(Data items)
***

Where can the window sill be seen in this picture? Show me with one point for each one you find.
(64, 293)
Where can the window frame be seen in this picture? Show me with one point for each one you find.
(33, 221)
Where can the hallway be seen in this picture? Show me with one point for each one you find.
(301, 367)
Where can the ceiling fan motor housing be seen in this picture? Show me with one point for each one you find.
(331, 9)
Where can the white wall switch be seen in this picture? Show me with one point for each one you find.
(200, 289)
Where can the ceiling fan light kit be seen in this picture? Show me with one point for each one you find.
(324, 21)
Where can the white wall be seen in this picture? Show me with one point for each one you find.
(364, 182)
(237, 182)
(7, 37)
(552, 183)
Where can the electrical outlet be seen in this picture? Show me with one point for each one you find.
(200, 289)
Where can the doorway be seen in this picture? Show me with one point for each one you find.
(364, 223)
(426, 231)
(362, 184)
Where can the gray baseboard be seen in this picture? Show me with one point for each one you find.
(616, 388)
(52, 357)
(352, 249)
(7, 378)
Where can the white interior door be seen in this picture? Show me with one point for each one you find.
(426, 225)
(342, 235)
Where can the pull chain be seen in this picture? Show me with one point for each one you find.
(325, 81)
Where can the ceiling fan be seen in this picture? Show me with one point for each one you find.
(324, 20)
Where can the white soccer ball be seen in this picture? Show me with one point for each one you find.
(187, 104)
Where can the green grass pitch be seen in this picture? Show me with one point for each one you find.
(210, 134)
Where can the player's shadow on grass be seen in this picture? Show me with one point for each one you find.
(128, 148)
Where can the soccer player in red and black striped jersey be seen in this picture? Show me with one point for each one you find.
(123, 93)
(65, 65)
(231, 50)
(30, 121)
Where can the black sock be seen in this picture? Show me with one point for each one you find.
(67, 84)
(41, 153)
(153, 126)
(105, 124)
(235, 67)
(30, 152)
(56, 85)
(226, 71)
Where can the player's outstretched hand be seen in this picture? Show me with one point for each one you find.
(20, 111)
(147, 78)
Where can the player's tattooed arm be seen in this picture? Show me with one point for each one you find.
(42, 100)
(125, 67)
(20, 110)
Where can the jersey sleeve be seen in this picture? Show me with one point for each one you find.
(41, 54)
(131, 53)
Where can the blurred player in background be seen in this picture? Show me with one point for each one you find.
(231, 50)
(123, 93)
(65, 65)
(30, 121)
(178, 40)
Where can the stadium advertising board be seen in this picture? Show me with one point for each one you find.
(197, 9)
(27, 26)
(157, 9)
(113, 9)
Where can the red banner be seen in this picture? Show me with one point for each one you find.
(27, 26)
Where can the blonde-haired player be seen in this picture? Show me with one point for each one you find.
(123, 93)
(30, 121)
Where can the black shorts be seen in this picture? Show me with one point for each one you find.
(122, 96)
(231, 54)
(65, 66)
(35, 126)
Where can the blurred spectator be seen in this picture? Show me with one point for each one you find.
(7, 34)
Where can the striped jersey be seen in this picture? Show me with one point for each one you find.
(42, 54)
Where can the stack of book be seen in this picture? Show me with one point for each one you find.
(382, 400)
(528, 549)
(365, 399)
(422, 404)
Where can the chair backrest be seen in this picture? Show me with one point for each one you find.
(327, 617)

***

● WHAT IS BEING ASKED
Working from the material above, retype it in its entirety without change.

● SOLUTION FOR THIS TASK
Where can the window sill be seen in this picture? Show me with one point for each one you find.
(64, 293)
Where can the window frame be seen in this picture? Show me with one point for each one you find.
(33, 221)
Where can the hallway be seen in this picture? Show me with one point for each one you find.
(301, 367)
Where can the ceiling fan motor housing be seen in this picture? Show me with one point for each one you find.
(331, 9)
Where can the white wall switch be seen in this picture? Show me with one point for each one you find.
(200, 289)
Where can the ceiling fan light kit be seen in this picture? Show me with one point for each one you find.
(324, 21)
Where can the white wall be seen in this picture? Show me with one point for each one you find.
(364, 182)
(237, 182)
(7, 37)
(552, 183)
Where can the electrical outlet be seen in this picture? Show me with one point for each one you find.
(200, 289)
Where can the doorway be seen in this picture? Show me with one point for each one you find.
(364, 223)
(426, 231)
(362, 184)
Where can the gray baseboard be seen in this picture? Show me with one point for each one you find.
(616, 388)
(52, 357)
(352, 249)
(7, 378)
Where can the white interior door be seen in this picture? Show me with one point for each one you find.
(426, 225)
(342, 235)
Where can the pull chain be seen in this picture? Show me with one point for each one you find.
(325, 81)
Where can the ceiling fan be seen in this picture? Show me with one point for each one you find.
(324, 20)
Where can the white soccer ball be seen in this picture? Show me with one point for each one you find.
(187, 104)
Where can the green grass pitch be seen in this picture? Show me with one point for each one you find.
(210, 134)
Where can the player's shadow on grass be seen in this picture? Show me with one point for each one you find.
(128, 148)
Where can the soccer player in red and black striped jersey be seen in this picture? Show me with one point for each one you find.
(123, 93)
(65, 65)
(231, 50)
(30, 121)
Where can the black sock be seen in this picture? Show me with one point for each one you find.
(67, 84)
(41, 153)
(153, 126)
(105, 124)
(235, 67)
(30, 152)
(56, 85)
(226, 71)
Where can the player's outstretched hand be seen in this picture? Show me with one point for each one you find.
(20, 111)
(147, 78)
Where can the player's tattooed arm be seen in this picture? Show me with one point for each one you find.
(42, 100)
(125, 67)
(20, 110)
Where can the jersey sleeve be seen in this picture? Show me with one point for each one you find.
(41, 54)
(131, 53)
Where can the blurred player in background be seen in this picture? Show me with one point for each one you find.
(231, 50)
(123, 93)
(65, 65)
(30, 121)
(178, 40)
Where can the stadium advertising board be seen in this picture? Show me with one point for each one you find.
(197, 9)
(27, 26)
(157, 9)
(113, 9)
Where can the red banner be seen in this picture? Show me with one point for each one you find.
(27, 26)
Where can the blonde-haired player be seen in this picture? Show me with one point for each one you find.
(123, 93)
(30, 121)
Where can the black shorts be seen in this picture? Show me with one point for each one you find.
(122, 96)
(231, 54)
(65, 66)
(35, 126)
Where can the blurred spectator be seen in this picture? Show me with one point for each one you find.
(7, 34)
Where can the striped jersey be seen in this picture? Show me with one point for each one you find.
(42, 54)
Where can the stack of book be seen in this picture? Show me with one point for each one you find.
(382, 400)
(528, 549)
(365, 399)
(422, 404)
Where can the chair backrest be seen in this picture? Show me with one point for each one you find.
(327, 617)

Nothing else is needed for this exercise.